> [Written instruction]: Extract all records. Keep each one exact.

> [Provided records]:
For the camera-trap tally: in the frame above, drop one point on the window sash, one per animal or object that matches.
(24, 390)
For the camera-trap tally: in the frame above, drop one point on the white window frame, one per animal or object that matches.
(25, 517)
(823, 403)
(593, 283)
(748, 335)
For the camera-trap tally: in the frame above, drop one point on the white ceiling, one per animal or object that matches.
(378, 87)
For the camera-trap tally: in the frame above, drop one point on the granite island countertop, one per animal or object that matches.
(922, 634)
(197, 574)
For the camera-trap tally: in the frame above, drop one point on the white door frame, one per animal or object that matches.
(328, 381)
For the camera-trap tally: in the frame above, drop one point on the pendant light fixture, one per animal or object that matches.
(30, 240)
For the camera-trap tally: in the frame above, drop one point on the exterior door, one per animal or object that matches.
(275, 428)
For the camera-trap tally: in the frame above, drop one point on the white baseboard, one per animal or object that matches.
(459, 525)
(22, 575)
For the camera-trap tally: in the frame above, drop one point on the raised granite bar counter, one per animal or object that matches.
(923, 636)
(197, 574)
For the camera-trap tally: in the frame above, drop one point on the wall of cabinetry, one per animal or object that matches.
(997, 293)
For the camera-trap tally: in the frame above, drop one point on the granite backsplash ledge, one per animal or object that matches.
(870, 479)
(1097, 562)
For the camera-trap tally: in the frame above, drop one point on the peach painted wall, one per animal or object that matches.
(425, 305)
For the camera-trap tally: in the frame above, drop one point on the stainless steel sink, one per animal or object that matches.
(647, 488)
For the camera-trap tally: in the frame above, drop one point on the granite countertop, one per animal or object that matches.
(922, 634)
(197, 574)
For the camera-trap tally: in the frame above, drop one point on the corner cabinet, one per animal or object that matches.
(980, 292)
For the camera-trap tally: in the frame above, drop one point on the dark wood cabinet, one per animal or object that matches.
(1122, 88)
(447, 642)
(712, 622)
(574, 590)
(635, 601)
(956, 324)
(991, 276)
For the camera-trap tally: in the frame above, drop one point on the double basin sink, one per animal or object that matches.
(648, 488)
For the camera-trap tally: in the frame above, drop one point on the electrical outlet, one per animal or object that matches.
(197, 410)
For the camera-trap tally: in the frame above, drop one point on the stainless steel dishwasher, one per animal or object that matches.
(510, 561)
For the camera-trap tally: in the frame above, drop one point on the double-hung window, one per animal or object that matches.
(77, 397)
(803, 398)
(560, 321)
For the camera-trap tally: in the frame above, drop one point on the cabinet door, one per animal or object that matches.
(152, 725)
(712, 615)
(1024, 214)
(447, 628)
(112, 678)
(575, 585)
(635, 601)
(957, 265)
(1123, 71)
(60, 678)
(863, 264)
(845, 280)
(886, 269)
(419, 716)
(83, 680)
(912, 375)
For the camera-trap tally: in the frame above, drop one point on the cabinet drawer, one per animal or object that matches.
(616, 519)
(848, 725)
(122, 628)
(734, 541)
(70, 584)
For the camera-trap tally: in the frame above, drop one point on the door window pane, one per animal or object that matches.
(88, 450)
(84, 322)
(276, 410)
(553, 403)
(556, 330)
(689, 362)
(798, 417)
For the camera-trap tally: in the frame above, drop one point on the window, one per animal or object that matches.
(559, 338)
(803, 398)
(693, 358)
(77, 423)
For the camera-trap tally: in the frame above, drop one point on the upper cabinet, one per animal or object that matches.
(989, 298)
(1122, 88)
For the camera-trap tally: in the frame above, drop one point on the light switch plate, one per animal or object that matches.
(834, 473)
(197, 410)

> [Answer for this exercise]:
For the camera-trap tally: in the frame above, drop one point on the window sash, one per animal or object that matches.
(24, 390)
For the camera-trap tally: in the frame above, drop one point on the white window frame, one per animal or object that matches.
(25, 517)
(823, 403)
(593, 283)
(748, 335)
For the camera-trap tally: in the frame above, drop one point on the white ceiling, one per animal or object that matches.
(378, 87)
For the camera-trap tally: in the frame above, drop one point on the granite island countertop, one per animal or object that matches.
(922, 634)
(197, 574)
For the camera-trap tally: in the frame above, drop one point on the white door frame, one per animal or object that matches.
(328, 381)
For the camera-trap tally: in the frame above, drop one point on the pendant light fixture, one per animal or object that matches.
(30, 240)
For the camera-trap tally: in the frame above, drop one point on the exterior door, one per animal or object that matches.
(275, 428)
For the camera-trap tally: in the frame above, drop one point on the white baseboard, one per animal or object that matches.
(459, 525)
(22, 575)
For the camera-trap tally: in the frame above, drop one point on the raised granite bar counter, one per animal or object that matches.
(923, 636)
(197, 574)
For the camera-trap tally: in the frame above, drop one point on the wall of cabinetry, one per animal or object that matches.
(997, 293)
For the camera-trap tally: in the frame above, drop one point on the granite backsplash ledge, one per animal or object that matches.
(870, 479)
(1097, 562)
For the camera-trap tally: in the frame above, drop one point on the peach painted wall, one per animal or object that matches.
(425, 305)
For the camera-trap tally: in the frame above, drop one point on the stainless steel sink, one per animal or object that matches.
(647, 488)
For the camera-trap tally: in the frame above, drop one point on the granite countertop, one per animal or object that matches.
(922, 634)
(197, 574)
For the camera-trap tally: in the frame above, drop one point on the corner cabinet, one per animal or object that matches.
(980, 292)
For the camera-trap tally: in the frame above, drop one point on the dark wood cabinet, one per animal or object that matches.
(1122, 88)
(447, 642)
(712, 622)
(574, 590)
(635, 601)
(956, 324)
(991, 276)
For the camera-trap tally: in the frame above, drop one point on the double basin sink, one per animal or object that matches.
(648, 488)
For the camera-trap tally: in the frame above, drop one point on the electrical outlet, one per animal or object that matches.
(197, 410)
For the camera-trap tally: in the frame above, drop one point on the stainless steel dishwasher, one per animal or object that matches.
(510, 561)
For the camera-trap tally: in the frame above, drop one point on the double-hung window, one per animal or object that matches.
(77, 397)
(803, 398)
(560, 321)
For the camera-trap tally: in the frame above, drop one point on the cabinet door, one per animal or object that matches.
(152, 725)
(712, 615)
(1024, 214)
(447, 628)
(112, 678)
(575, 585)
(635, 601)
(957, 265)
(1123, 71)
(60, 678)
(863, 264)
(845, 280)
(886, 269)
(419, 716)
(83, 680)
(912, 375)
For the camera-trap tally: in the frame above, drop one point on the cabinet drawer, one per animal or object that matches.
(616, 519)
(848, 725)
(122, 628)
(734, 541)
(70, 584)
For the camera-trap tally: in the frame above, drop one point on the door window pane, one per animal or object that matches.
(88, 450)
(84, 322)
(276, 410)
(553, 403)
(556, 330)
(689, 362)
(798, 417)
For the camera-trap tally: in the frame above, drop one point on the window, one per animal or object that matches.
(559, 338)
(803, 398)
(693, 358)
(77, 423)
For the camera-trap tally: in the frame above, drop one point on the upper cabinet, one per animal or object that matches.
(989, 298)
(1122, 88)
For the camera-trap tally: in the frame above, drop one point on the light switch plate, one per animal or object that matches.
(834, 473)
(197, 410)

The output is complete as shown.